# [Excerpt]
────

International experts have found traces of precursors for VX and sarin nerve gas at an undeclared location in Syria, sources say. Damascus has repeatedly denied the charges of using chemical weapons on the battlefield.
Samples taken by the Organisation for the Prohibition and Chemical Weapons (OPCW) tested positive for chemicals needed to make toxic agents, diplomatic sources told Reuters on Friday.
The government led by the Syrian president Bashar al-Assad agreed to completely eliminate its chemical program in 2013, following a deadly gas attack which many in the international community blamed on the regime forces, and a threat of military intervention by the United States. Last year, the authorities handed over some 1,300 tons of chemical weapons to be destroyed by a joint UN-OPCW mission.
However, the samples which tested positive for precursor substances were taken in December and January, from a military research center not declared to OPCW, according to the unnamed sources.
"This is a pretty strong indication they have been lying about what they did with sarin," one of the diplomats told Reuters.
Traces 'where they were not supposed to be'
In addition, Latvia's permanent representative at OPCW, Maris Klisans, stated to fellow delegates at a closed-door meeting Thursday that the European Union had a number of "concerns" over the issue, adding that "the recent finding … showing traces of precursors of VX and sarin were found on a site where they were not supposed to be, figure high on that list."
"The EU is particularly concerned that, due to the above, Syria may still hold chemical weapons materials or undeclared chemical weapons agents," she said in the statement which was later published on the OPCW's website.

────

# [Dataset extract]
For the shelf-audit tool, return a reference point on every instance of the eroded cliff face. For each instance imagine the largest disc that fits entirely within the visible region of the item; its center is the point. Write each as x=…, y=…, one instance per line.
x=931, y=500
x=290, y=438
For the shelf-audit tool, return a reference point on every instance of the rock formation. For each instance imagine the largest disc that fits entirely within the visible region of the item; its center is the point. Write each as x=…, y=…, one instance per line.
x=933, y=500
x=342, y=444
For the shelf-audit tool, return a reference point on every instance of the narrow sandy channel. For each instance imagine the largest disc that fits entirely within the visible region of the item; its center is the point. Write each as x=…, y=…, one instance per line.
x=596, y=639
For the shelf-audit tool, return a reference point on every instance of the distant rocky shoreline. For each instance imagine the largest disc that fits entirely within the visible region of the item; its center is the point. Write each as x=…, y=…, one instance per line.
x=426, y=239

────

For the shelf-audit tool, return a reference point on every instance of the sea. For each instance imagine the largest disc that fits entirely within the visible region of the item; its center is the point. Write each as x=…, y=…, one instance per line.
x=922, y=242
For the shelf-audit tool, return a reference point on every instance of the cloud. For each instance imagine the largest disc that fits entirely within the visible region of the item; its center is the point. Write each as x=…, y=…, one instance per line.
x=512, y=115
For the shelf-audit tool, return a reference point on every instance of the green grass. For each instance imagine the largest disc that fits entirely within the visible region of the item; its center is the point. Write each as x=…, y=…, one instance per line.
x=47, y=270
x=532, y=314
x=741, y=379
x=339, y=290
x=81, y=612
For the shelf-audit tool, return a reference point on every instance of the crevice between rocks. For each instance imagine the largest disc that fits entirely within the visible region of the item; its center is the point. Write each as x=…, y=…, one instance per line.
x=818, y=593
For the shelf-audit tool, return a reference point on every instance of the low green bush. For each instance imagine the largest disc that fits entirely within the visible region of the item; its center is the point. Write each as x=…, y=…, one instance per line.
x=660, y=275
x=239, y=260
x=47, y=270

────

# [Parts of the exercise]
1) In the news report on chemical weapons traces in Syria, when were the samples that tested positive for precursor substances taken?
2) Please carry on the news report on chemical weapons traces in Syria, picking up after its final sentence.

# [Responses by item number]
1) In December and January.

2)
OPCW spokesman Peter Sawczak declined to provide more information, saying he was bound by confidentiality on the matter.
The blame game
Under the conditions put forward by Washington and Moscow two years ago, Damascus has agreed not to use the toxins in combat.
Still, according to the OPCW, chlorine has been used "systematically and repeatedly" even after Syrian government shipped away its massive stockpile. The international watchdog is not mandated to assign blame, however, and the regime has denied using chemical weapons.
On Wednesday, the United States asked the UN Security Council to set up an investigation following reports of chlorine gas attacks in Syria.
"We believe - and it's clear that many Council members agree - that we have got to have a means of establishing who is carrying out these chlorine attacks," US ambassador to the United Nations, Samantha Power, told reporters on Friday.
Britain, France and the United States have accused the government forces of carrying out the chlorine attacks, using barrel bombs thrown from helicopters. At the same time, Russia maintains there is no solid proof that Assad's troops are behind the attacks.